--- Tugas yang Diberikan 1 ---
Sebutkan semua perlakuan Abu Jahal terhadap orang yang masuk Islam sebagaimana digambarkan dalam kutipan pada teks tentang Abu Jahal di bawah ini.

--- Dokumen ---
Abu Jahal bukankah nama asing dalam lintasan sejarah kenabian. Dia salah satu gembong kafir quraisy yang sangat memusuhi dakwah Islam yang dibawah oleh Rasulullah shallallahu ‘alaihi wa sallam. Syaikh Shafiyyurrahman al Mubarakfury rahimahullahu menggambarkan dalam al rahiq al makhtum (diantara) karakter Abu Jahal dalam memusuhi dakwah islam, “selagi Abu Jahal mendengar seseorang masuk Islam, maka dia memperingatkan, menakut-nakuti, menjanjikan sejumlah uang dan kedudukan, jika orang tersebut dari kalangan orang yang terpandang. Namun dia akan melancarkan pukulan dan siksaan jika orang masuk Islam dari kalangan orang awam dan lemah.”

--- Cuplikan Data ---
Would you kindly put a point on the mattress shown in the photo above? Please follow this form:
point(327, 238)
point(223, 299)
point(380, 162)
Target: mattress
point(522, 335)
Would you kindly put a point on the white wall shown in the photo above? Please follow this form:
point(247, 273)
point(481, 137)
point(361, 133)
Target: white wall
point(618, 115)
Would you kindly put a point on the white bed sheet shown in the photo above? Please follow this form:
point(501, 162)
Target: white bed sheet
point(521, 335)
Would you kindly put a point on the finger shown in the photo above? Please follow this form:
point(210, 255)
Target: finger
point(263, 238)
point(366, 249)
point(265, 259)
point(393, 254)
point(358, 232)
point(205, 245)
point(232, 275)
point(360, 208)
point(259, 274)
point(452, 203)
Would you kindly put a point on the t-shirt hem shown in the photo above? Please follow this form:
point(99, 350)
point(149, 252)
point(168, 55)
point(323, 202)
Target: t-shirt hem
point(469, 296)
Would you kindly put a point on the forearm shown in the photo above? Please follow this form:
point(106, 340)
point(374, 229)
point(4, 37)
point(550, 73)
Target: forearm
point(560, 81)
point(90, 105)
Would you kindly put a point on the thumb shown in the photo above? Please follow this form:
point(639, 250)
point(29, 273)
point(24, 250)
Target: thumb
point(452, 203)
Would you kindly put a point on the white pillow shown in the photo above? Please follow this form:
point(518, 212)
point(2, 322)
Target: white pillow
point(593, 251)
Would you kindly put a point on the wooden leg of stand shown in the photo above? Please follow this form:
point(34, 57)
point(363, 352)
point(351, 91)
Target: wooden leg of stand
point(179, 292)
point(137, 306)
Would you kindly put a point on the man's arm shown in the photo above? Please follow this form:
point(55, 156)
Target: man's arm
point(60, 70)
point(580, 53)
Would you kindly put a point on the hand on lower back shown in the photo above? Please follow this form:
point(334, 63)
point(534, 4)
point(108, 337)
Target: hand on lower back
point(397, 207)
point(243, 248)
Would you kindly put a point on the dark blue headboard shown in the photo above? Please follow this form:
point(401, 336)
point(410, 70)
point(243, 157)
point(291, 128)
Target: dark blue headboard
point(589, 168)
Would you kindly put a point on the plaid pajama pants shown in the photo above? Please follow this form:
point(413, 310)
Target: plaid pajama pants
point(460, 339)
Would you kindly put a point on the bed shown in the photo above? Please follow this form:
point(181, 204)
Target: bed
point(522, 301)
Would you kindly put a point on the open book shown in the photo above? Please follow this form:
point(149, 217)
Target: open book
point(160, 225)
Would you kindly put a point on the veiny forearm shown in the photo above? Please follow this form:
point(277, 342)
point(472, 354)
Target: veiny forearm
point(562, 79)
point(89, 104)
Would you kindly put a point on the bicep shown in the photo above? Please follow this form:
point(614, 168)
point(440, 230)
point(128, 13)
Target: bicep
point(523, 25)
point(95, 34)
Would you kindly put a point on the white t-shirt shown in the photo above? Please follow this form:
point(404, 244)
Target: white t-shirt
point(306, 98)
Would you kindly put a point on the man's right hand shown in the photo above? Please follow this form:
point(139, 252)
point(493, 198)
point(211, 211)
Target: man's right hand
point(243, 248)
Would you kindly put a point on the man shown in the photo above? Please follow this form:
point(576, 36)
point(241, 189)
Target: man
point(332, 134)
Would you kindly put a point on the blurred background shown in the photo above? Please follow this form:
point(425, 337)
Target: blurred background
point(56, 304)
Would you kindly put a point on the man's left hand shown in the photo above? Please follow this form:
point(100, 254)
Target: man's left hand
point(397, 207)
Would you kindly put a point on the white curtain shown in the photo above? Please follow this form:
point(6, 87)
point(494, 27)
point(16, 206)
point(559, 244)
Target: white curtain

--- Tugas yang Diberikan 2 ---
Tukarlah "white curtain" dengan "gray curtain" pada bagian daftar yang dimulai dari baris berisi "Would you kindly put a point on the man shown" hingga akhir daftar. Tuliskan kembali bagian tersebut tanpa perubahan lain.

--- Jawaban Latihan 1 ---
Memperingatkan, menakut-nakuti, menjanjikan sejumlah uang dan kedudukan, melancarkan pukulan, dan melancarkan siksaan.

--- Jawaban Latihan 2 ---
Would you kindly put a point on the man shown in the photo above? Please follow this form:
point(576, 36)
point(241, 189)
Target: man
point(332, 134)
Would you kindly put a point on the blurred background shown in the photo above? Please follow this form:
point(425, 337)
Target: blurred background
point(56, 304)
Would you kindly put a point on the man's left hand shown in the photo above? Please follow this form:
point(100, 254)
Target: man's left hand
point(397, 207)
Would you kindly put a point on the gray curtain shown in the photo above? Please follow this form:
point(6, 87)
point(494, 27)
point(16, 206)
point(559, 244)
Target: gray curtain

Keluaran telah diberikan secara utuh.